▶ [WORK INSTRUCTIONS]
Copy every entry word for word. Skip the pictures.
╭──
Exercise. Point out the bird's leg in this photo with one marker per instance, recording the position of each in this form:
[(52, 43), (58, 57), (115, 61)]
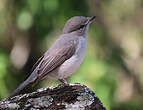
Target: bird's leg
[(63, 81)]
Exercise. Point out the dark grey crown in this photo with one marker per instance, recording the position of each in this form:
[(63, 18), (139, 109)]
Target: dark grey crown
[(74, 24)]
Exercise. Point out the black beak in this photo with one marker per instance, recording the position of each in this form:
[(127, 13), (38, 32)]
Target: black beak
[(90, 19)]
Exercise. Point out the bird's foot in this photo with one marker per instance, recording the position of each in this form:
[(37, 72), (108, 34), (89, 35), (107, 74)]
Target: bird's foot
[(63, 81)]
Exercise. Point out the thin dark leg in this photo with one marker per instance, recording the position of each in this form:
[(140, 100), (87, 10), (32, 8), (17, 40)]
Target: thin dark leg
[(63, 81)]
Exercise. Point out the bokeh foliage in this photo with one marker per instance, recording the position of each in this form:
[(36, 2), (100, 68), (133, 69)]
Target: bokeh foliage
[(112, 66)]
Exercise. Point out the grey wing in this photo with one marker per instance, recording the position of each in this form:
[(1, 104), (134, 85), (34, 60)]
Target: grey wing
[(55, 58)]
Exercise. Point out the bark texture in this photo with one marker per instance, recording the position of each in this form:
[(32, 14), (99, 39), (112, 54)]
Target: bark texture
[(62, 97)]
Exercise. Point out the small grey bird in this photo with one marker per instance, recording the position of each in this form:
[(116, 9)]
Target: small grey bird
[(64, 56)]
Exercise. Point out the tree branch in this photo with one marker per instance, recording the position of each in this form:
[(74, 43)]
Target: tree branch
[(62, 97)]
╰──
▶ [ANSWER SECTION]
Exercise. Point out the bird's leg in this photo with one marker per instance, recording the position of each in this form:
[(52, 43), (58, 57), (115, 61)]
Target: bird's leg
[(63, 81)]
Exercise. Point out the dark grey crown in this photo with one marker per instance, recording the position of each in this form:
[(63, 18), (139, 109)]
Target: dark grey crown
[(74, 24)]
Exercise. Point out the black beak in this photo with one marker per instance, recording the position of each in this form:
[(127, 13), (38, 32)]
Target: black beak
[(90, 19)]
Exercise. Point out the bird's foot in this photo with one marker per instance, recording the position of each in this form:
[(37, 72), (108, 34), (89, 35), (107, 74)]
Target: bird's foot
[(63, 81)]
Exercise. Point out the thin dark leg in this photo with one marker per instance, recording the position of each in this form:
[(140, 100), (87, 10), (32, 8), (17, 40)]
Target: thin dark leg
[(63, 81)]
Exercise. Point out the bokeh foliage in this photo with one marker per instance, recording the position of each in this form:
[(36, 2), (100, 68), (133, 69)]
Target: bokeh foliage
[(112, 66)]
Exercise. Point out the grey wing in this photo with one marker per instance, recording the position of each in this form:
[(1, 104), (134, 85), (34, 60)]
Target: grey wing
[(55, 58)]
Exercise. Point out the bark texture in this photo with one marker per instance, recording the position of each in this form:
[(32, 14), (99, 39), (112, 54)]
Target: bark texture
[(62, 97)]
Exercise. Point out the small grey bird in this photo with one marker per instance, recording the position of each in this form:
[(116, 9)]
Target: small grey bird
[(64, 56)]
Exercise. Point out the tree branch in this photo with one marker per instance, recording the position of each in this form:
[(74, 43)]
Target: tree branch
[(62, 97)]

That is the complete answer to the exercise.